### GIVEN DATA
#####
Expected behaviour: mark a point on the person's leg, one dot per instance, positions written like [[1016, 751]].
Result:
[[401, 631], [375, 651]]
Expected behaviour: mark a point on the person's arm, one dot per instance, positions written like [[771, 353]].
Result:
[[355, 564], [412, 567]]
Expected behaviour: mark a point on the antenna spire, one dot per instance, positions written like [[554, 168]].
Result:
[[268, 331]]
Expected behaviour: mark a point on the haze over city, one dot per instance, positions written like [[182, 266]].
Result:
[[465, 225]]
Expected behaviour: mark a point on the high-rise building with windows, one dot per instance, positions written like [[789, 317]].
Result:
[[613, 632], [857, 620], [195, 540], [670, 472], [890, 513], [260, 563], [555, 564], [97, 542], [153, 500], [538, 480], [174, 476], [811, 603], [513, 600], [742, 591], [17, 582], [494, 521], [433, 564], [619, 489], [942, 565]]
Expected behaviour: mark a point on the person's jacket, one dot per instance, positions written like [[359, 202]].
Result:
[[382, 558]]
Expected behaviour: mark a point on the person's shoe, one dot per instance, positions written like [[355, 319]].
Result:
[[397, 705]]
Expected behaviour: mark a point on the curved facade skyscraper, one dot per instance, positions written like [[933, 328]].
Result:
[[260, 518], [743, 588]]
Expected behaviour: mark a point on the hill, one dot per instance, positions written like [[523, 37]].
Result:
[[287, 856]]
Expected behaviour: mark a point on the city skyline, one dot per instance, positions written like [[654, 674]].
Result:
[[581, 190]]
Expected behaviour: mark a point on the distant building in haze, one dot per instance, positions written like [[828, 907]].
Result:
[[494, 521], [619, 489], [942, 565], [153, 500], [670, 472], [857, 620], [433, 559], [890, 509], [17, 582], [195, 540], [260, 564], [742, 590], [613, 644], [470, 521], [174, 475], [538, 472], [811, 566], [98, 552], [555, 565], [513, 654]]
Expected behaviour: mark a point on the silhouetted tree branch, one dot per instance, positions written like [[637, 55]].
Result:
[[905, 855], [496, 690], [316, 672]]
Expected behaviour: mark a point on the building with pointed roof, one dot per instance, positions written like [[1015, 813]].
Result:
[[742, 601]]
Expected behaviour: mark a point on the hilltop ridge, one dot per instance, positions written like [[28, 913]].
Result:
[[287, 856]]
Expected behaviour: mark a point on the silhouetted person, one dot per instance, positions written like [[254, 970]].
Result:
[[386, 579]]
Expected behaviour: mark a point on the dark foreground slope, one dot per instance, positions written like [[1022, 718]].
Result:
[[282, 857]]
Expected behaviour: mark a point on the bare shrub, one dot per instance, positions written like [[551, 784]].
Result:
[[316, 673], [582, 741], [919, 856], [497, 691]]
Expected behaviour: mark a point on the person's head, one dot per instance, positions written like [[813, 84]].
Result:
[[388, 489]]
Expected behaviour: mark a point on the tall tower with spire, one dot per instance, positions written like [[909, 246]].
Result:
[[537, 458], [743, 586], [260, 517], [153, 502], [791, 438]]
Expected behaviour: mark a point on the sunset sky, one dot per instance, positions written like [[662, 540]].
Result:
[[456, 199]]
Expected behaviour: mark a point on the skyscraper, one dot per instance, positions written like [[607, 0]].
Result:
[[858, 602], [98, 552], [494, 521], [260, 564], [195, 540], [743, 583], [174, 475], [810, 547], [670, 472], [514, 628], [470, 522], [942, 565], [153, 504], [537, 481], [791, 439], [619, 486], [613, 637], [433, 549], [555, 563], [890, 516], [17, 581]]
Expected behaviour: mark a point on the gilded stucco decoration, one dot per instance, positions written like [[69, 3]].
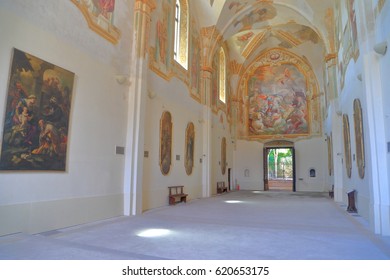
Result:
[[347, 36], [100, 17], [161, 58], [281, 99]]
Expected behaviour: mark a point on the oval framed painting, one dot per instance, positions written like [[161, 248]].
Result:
[[166, 142], [347, 146], [190, 146], [359, 137]]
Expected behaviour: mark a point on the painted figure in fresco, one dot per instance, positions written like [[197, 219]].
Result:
[[277, 101], [105, 7]]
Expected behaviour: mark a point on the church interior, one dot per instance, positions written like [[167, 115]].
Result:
[[246, 123]]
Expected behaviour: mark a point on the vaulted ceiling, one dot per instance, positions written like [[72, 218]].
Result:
[[295, 33], [249, 27]]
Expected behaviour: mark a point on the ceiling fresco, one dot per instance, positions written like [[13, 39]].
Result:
[[278, 49], [279, 94]]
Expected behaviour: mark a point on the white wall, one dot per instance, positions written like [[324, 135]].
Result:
[[249, 155], [170, 96], [311, 153], [91, 187]]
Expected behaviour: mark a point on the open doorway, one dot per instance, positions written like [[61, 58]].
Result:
[[279, 173]]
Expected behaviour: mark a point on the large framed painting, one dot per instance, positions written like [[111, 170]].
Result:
[[190, 146], [166, 142], [223, 156], [359, 137], [347, 145], [37, 111]]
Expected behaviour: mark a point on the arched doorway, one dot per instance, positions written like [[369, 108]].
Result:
[[279, 166]]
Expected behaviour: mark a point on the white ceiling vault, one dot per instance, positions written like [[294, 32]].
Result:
[[301, 28]]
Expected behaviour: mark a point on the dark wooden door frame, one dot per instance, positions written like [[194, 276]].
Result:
[[266, 151]]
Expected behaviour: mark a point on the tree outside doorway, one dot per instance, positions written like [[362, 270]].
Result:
[[280, 169]]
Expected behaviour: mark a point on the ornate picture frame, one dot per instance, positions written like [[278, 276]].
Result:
[[166, 127], [359, 137], [347, 146], [37, 113], [190, 147]]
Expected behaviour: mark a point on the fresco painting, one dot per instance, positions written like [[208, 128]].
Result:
[[277, 101]]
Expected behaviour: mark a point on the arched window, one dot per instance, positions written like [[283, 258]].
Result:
[[222, 76], [180, 53]]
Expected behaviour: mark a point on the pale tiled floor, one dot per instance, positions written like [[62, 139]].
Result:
[[238, 226]]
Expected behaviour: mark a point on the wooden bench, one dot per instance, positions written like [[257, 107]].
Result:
[[176, 194], [221, 188], [331, 192]]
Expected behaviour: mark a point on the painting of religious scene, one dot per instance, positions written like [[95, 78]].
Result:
[[190, 145], [223, 156], [36, 122], [277, 101], [165, 142]]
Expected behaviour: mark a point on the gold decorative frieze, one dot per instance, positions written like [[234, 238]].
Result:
[[100, 18]]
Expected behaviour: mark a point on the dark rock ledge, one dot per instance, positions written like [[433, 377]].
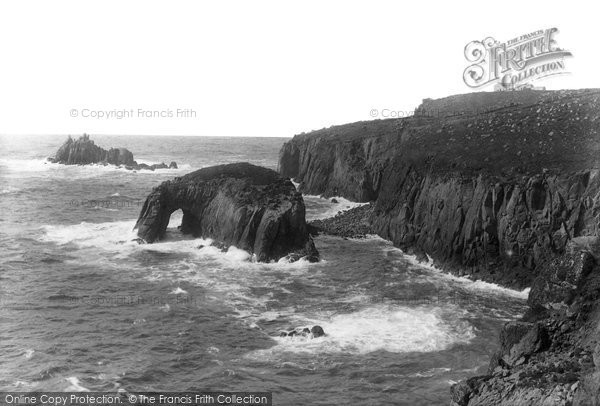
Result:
[[247, 206], [84, 151]]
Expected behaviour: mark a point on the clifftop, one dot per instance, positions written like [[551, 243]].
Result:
[[500, 133], [503, 187]]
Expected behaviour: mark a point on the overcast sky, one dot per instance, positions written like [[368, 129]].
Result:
[[254, 68]]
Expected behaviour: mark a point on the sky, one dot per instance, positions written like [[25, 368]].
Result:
[[254, 68]]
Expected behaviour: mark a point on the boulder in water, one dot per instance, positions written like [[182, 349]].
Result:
[[84, 151], [314, 332]]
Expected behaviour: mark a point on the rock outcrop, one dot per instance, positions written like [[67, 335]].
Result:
[[490, 193], [503, 187], [84, 151], [313, 332], [241, 205]]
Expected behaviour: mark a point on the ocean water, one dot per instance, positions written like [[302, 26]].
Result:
[[84, 307]]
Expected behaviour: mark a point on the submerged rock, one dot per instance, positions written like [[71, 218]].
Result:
[[313, 332], [84, 151], [241, 205]]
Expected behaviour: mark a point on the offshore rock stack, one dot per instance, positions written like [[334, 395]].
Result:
[[84, 151], [494, 186]]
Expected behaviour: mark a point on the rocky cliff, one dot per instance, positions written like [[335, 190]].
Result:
[[496, 186], [243, 205], [84, 151], [491, 191]]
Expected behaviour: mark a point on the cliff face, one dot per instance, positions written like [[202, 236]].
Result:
[[498, 186], [488, 189], [247, 206]]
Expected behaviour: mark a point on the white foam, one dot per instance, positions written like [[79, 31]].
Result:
[[397, 329], [480, 286], [9, 189], [318, 208], [19, 166]]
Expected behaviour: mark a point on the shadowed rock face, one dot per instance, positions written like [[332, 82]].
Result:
[[243, 205], [84, 151], [490, 185]]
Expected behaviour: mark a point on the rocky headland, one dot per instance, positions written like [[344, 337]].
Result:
[[241, 205], [83, 151], [499, 186]]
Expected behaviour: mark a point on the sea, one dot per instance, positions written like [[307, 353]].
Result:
[[85, 307]]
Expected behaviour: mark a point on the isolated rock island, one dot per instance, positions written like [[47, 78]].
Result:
[[241, 205], [499, 186], [84, 151]]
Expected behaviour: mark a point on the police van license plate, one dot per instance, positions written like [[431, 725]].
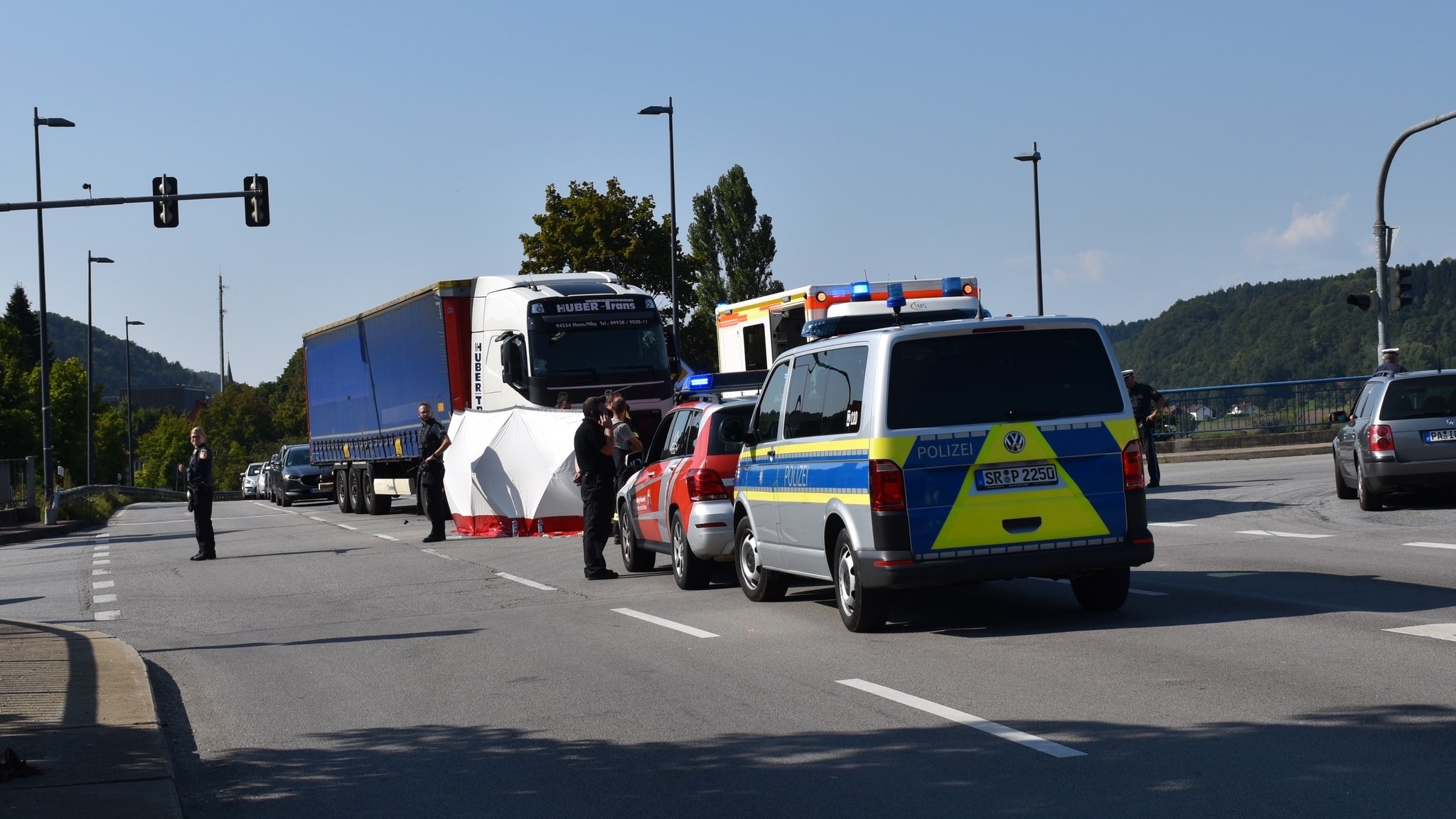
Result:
[[1014, 477]]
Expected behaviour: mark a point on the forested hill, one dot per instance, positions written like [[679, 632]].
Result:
[[1289, 330]]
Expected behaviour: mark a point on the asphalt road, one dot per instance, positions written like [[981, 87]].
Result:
[[332, 666]]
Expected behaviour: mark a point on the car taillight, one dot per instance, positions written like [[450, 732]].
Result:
[[1381, 439], [705, 484], [1133, 466], [887, 487]]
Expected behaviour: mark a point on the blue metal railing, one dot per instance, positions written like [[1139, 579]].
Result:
[[1289, 405]]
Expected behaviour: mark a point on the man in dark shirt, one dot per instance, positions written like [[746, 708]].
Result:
[[593, 446], [200, 486], [1146, 404], [433, 445]]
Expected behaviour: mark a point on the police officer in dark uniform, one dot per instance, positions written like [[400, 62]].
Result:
[[433, 444], [1146, 404], [593, 448], [200, 488]]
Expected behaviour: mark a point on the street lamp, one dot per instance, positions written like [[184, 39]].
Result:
[[672, 187], [1036, 198], [91, 444], [47, 455], [132, 476]]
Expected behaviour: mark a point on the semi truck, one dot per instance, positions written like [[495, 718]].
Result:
[[472, 346]]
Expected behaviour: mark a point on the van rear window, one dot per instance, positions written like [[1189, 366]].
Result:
[[1032, 375]]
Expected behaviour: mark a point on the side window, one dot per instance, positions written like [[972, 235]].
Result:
[[771, 402], [826, 392]]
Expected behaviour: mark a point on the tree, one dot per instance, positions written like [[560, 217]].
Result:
[[611, 232], [733, 248]]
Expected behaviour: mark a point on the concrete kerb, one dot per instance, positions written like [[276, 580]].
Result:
[[79, 710]]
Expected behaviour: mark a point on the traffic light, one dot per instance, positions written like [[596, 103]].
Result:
[[165, 213], [1403, 289], [255, 205]]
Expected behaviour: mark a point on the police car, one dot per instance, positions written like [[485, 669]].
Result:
[[939, 454]]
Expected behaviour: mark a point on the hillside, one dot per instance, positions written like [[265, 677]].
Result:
[[1289, 330]]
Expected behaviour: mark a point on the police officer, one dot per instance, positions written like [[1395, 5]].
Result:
[[1391, 362], [433, 445], [593, 448], [200, 487], [1146, 404]]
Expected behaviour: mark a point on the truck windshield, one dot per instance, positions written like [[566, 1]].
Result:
[[597, 350]]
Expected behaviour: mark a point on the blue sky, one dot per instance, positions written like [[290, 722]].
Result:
[[1184, 148]]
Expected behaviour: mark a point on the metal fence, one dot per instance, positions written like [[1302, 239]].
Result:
[[18, 483], [1271, 407]]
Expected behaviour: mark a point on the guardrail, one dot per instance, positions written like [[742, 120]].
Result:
[[1270, 407]]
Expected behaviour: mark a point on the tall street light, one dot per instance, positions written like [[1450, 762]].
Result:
[[47, 454], [672, 187], [1036, 198], [91, 442], [132, 476]]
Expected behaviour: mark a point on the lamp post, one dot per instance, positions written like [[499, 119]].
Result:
[[1036, 203], [132, 476], [47, 455], [91, 442], [672, 188]]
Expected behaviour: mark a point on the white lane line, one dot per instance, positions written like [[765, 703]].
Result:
[[1146, 594], [1438, 630], [668, 623], [525, 582], [970, 720]]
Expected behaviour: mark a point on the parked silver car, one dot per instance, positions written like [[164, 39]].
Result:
[[1401, 436]]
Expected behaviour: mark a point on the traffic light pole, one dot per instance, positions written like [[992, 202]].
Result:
[[1382, 238]]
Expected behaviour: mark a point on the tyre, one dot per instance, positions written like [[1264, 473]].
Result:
[[860, 608], [1371, 500], [1343, 490], [759, 585], [341, 491], [689, 570], [1103, 591], [633, 557]]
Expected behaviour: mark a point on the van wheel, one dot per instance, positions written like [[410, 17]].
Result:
[[759, 585], [633, 557], [860, 608], [689, 570], [1343, 490], [1103, 591], [1371, 500]]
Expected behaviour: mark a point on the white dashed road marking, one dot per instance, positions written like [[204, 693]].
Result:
[[668, 623], [1438, 630], [525, 582], [970, 720]]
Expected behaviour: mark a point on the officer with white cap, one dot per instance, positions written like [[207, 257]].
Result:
[[1146, 404], [1389, 363]]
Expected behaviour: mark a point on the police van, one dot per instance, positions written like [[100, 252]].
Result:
[[941, 454]]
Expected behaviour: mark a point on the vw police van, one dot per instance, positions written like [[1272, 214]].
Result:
[[941, 454]]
#####
### EXERCISE OBJECTIVE
Each line of the entries that contains the word "road" should be listed.

### RESPONSE TO THIS EXERCISE
Expected behaviour: mark a point on the asphalt road, one dot per instance, positions written like [[981, 87]].
Expected behaviour: mark a point on the white dashed road marking, one dot per instance, positions written like [[204, 693]].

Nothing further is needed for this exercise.